Short task a:
Copy out the blog comments in full, keeping every character unchanged.

Source extract:
-- Begin --

Marianna Cacciatore says:

Kathy and Michael, I’ve never been to India–adhering to the slang acronym I’ll Never Do It Again, INDIA, which I’ve heard many people say. Today, though, I have many friends who go there with regularity. So, who knows. I’ve loved reading your blog. Thanks for including me. I wish I could have seen Michael throw that lei and see it land on the Buddha’s head and wrap itself around his neck. But the photo was the next best thing. Thanks, again, for including me. Love, Marianna

Wren says:

It will be curious to see how this new level of spirituality will work once you are back in America. I think it’s great that, after what you have shared, you will have each other to fall back on should the feelings fade. However, I know you are both seekers and so will do your very best to keep living as though still on your pilgrimage.
I’m sad that your trip is coming to a close and there won’t be many more chances to read about it (but for you, after 6 weeks, I know SLO will be a welcome place to come home to!).

Jeannie says:

Thank you for sharing your journey. I am in awe of both of you. You literally embody Namaste.
Love, Jeannie

Liz says:

Hi–Thank you both for your wonderful descriptions of India. I enjoyed the pictures and what was said about releasing expectations and let things unfold. That can be so hard to do, but when doing it, it feels so peaceful. Take and care and keep on enjoying…Liz

Dave Thum says:

I love reading about your journey. You are both such wonderful writers – I feel like I am there with you. And the photos are amazing as well. I had been wondering whose idea this was to go on this pilgrimage and now I know … and I share Kathy’s mixed feelings of anxiety and curiosity and desire for spirituality. I’m so happy that you’re realizing the outcome you had hoped for.

-- End --

Available data:
-- Begin --

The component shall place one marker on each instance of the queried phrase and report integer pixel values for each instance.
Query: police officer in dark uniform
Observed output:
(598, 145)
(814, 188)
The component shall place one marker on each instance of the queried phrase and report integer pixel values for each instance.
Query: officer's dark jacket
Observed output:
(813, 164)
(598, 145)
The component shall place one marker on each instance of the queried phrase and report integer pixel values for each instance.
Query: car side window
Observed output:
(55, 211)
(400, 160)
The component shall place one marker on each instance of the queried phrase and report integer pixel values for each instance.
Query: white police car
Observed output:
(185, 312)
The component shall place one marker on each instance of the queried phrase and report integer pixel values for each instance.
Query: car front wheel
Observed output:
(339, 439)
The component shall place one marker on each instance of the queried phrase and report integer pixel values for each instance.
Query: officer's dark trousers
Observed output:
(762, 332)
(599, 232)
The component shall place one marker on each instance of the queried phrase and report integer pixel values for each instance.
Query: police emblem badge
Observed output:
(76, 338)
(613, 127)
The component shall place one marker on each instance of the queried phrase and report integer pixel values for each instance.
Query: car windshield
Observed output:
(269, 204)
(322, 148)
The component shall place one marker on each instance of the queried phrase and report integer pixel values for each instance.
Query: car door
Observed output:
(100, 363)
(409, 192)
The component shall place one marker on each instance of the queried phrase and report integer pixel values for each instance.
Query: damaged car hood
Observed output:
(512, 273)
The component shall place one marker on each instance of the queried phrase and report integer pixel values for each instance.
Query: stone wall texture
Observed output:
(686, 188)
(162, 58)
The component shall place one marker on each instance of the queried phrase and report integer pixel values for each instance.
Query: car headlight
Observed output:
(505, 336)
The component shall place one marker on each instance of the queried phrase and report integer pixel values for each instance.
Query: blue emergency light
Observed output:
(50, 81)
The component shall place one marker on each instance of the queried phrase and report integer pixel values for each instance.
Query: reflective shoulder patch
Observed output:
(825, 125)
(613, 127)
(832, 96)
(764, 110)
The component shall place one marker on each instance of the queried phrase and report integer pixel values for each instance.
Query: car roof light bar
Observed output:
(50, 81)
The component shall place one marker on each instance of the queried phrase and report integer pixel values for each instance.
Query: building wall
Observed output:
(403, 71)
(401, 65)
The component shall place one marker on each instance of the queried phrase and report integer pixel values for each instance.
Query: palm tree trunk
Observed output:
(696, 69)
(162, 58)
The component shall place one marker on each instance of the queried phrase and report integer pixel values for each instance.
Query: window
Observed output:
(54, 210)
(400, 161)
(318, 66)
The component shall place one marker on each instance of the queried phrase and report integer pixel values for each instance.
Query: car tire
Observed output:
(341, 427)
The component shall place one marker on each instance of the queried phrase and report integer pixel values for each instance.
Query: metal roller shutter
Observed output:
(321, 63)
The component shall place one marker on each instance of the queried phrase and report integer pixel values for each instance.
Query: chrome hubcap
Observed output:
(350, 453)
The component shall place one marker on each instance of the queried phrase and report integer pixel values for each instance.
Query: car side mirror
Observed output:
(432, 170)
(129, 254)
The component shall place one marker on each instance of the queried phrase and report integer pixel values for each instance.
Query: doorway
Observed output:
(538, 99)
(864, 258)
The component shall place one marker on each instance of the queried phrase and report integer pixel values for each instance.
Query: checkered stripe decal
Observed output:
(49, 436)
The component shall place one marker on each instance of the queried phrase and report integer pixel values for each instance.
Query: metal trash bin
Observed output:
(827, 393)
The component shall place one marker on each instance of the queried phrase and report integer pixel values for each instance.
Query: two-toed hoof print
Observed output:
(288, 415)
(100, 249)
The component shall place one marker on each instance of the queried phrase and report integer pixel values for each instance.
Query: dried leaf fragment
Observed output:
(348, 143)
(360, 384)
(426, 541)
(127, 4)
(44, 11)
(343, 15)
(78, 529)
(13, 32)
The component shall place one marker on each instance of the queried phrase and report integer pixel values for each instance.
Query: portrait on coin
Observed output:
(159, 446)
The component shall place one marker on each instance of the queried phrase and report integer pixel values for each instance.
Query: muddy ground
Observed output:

-- End --

Short task b:
Count the lines of the records that contain the string "wall", treating case as significant, and reply with the number alone.

Correct result a:
Marianna Cacciatore says:

Kathy and Michael, I’ve never been to India–adhering to the slang acronym I’ll Never Do It Again, INDIA, which I’ve heard many people say. Today, though, I have many friends who go there with regularity. So, who knows. I’ve loved reading your blog. Thanks for including me. I wish I could have seen Michael throw that lei and see it land on the Buddha’s head and wrap itself around his neck. But the photo was the next best thing. Thanks, again, for including me. Love, Marianna

Wren says:

It will be curious to see how this new level of spirituality will work once you are back in America. I think it’s great that, after what you have shared, you will have each other to fall back on should the feelings fade. However, I know you are both seekers and so will do your very best to keep living as though still on your pilgrimage.
I’m sad that your trip is coming to a close and there won’t be many more chances to read about it (but for you, after 6 weeks, I know SLO will be a welcome place to come home to!).

Jeannie says:

Thank you for sharing your journey. I am in awe of both of you. You literally embody Namaste.
Love, Jeannie

Liz says:

Hi–Thank you both for your wonderful descriptions of India. I enjoyed the pictures and what was said about releasing expectations and let things unfold. That can be so hard to do, but when doing it, it feels so peaceful. Take and care and keep on enjoying…Liz

Dave Thum says:

I love reading about your journey. You are both such wonderful writers – I feel like I am there with you. And the photos are amazing as well. I had been wondering whose idea this was to go on this pilgrimage and now I know … and I share Kathy’s mixed feelings of anxiety and curiosity and desire for spirituality. I’m so happy that you’re realizing the outcome you had hoped for.

Correct result b:
2